_Goal of the exercise:_
Return the passage on small colleges and the top IT issues word for word, beginning at the words "Allan Chen is" and stopping after the words "on the issues.".

_Source excerpt:_
---*---
Allan Chen is CIO of Menlo College, and Robert Paterson is vice president of Information Technology, Planning, and Research at Molloy College.

Each year, EDUCAUSE's Top-Ten IT Issues are meant to provide all higher education institutions with key strategic areas for focus and possibly concern. Whether a college already has a well-developed cloud strategy, online curriculum program, or leaders with a firm grasp on the power of analytics, invariably some areas highlighted by these issues deserve more attention and discussion. However, each institution might respond to these issues in different ways. Many small colleges, for example, have a decidedly different perspective on the issues.

From Aggregate to Individual Concerns

A wide range of institutions help create this list. In the end, the top-ten issues represent an average of many opinions across a diverse set of institutions. This raises the question "What might an individual institution do to address the issues on the list?" In particular, is this aggregate of topics relevant to small institutions? How can each adequately deal with items on the list? If not, what do small institutions do when one of these issues impacts their environment? How do they prioritize,   identify, and implement solutions?

However colleges choose to define "small," clearly one size does not fit all. Seeing one interpretation or general set of responses to a shared set of challenges fails to acknowledge the diversity of organizations and leaders in the field of higher education IT.

Small colleges interpret the issues in strikingly different ways. For instance, an effective cloud strategy is arguably more important at smaller institutions than larger ones, and should involve careful consideration. However, what services are or are not used might depend less on long-term vision than on short-term necessity. If a system is aging and we simply do not have the resources to even consider cloud vs. in-house, then the only option might be a cloud service. If we do not have the development staff to build a learning management system, then we turn to providers. Is this a cloud strategy or simply how things turned out in the process of addressing mission-critical needs? If the latter, then have we truly addressed a top-ten IT "issue" in a meaningful way?

Large vs. Small Higher Education Institutions

Scale will always be another challenge. The purchasing power of large institutions for products and services reaches well beyond the resources of all but the wealthiest small colleges. Relative staff size issues are also magnified. For example, maintaining industry-standard security policies is a challenge when a chief information security officer (CISO) position is not an option and the security function is relegated to .25 FTE of "the network guy."

Analytics can yield incredibly powerful insights, but it takes tremendous resources to truly interpret such large amounts of data. Those resources include both FTE staff positions and time. In many small schools the staff is in constant motion just to keep the data flowing.

The list of top IT issues is important to all of higher education, yet some of the issues might never get addressed on small-college campuses. In such a reactive environment are small colleges spending increasingly less time planning and more time just "getting by?" How do IT staff deal with the challenge of prioritization, which is different and in many cases arguably more difficult at smaller schools than larger ones? And are these issues more or less right for, and of strategic impact at, a small college?

Varying Perspectives on Solutions

There are virtually as many different options for addressing the top-ten issues as there are institutions, and we must not lose sight of these differences. We in higher education certainly must consider the prevailing landscape of challenges, but we must also recognize the differences in how we can and will take part in developing solutions.
---*---
(Collection entries)
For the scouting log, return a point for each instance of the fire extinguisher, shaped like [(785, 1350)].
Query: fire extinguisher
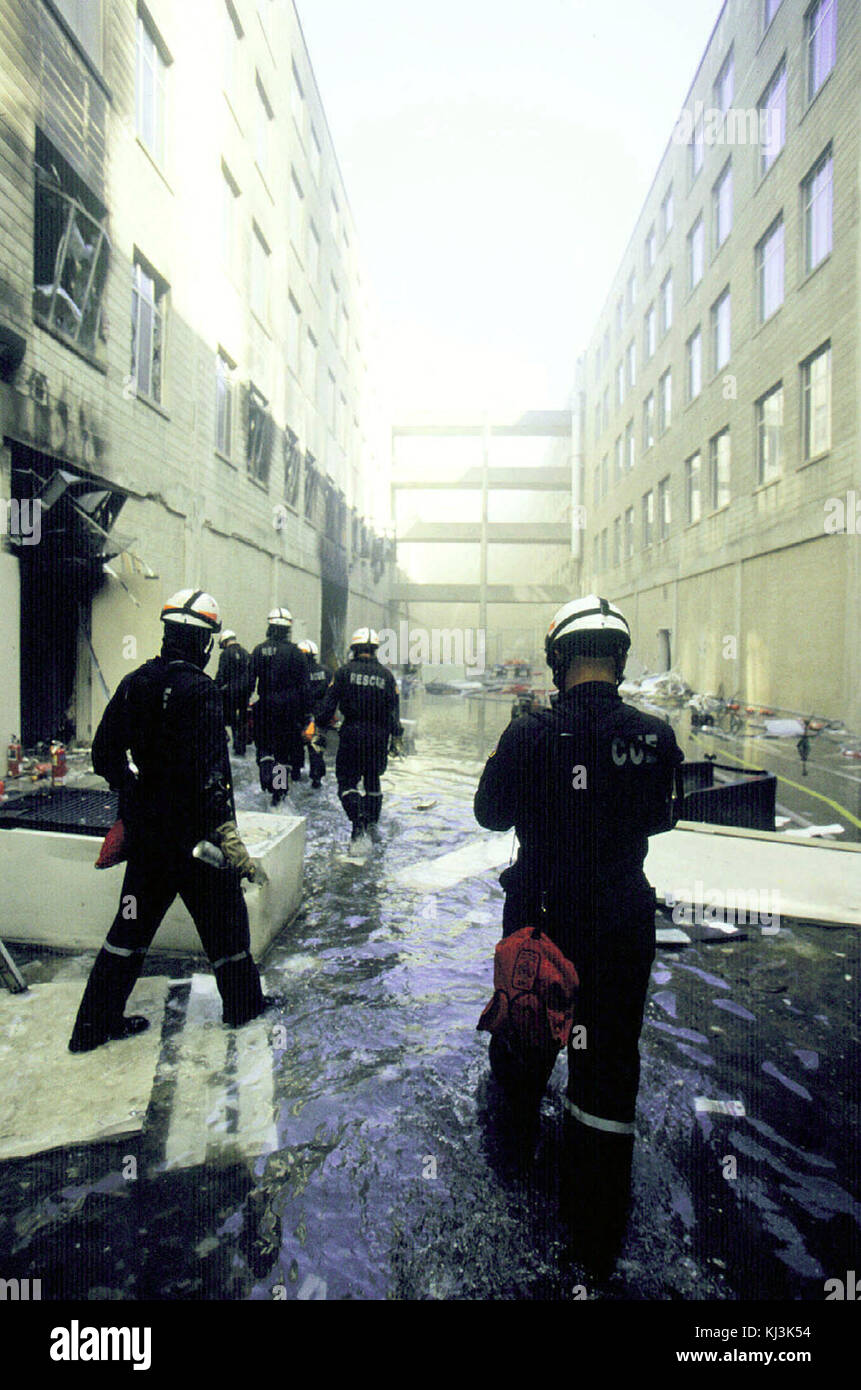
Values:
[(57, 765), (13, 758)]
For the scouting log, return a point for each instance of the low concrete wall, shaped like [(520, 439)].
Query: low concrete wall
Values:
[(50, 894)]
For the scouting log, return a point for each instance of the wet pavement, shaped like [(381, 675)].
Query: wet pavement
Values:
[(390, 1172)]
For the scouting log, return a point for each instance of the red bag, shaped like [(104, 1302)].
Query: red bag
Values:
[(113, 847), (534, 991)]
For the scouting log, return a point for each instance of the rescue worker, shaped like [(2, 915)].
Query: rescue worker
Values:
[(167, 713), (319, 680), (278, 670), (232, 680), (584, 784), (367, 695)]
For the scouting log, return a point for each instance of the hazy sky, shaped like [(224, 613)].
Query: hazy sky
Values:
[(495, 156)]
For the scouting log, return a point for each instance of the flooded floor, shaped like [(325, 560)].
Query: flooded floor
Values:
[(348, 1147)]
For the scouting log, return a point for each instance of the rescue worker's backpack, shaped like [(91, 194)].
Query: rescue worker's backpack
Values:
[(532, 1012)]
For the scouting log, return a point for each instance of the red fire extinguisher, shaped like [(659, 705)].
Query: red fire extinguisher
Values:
---*---
_Result of the task:_
Allan Chen is CIO of Menlo College, and Robert Paterson is vice president of Information Technology, Planning, and Research at Molloy College.

Each year, EDUCAUSE's Top-Ten IT Issues are meant to provide all higher education institutions with key strategic areas for focus and possibly concern. Whether a college already has a well-developed cloud strategy, online curriculum program, or leaders with a firm grasp on the power of analytics, invariably some areas highlighted by these issues deserve more attention and discussion. However, each institution might respond to these issues in different ways. Many small colleges, for example, have a decidedly different perspective on the issues.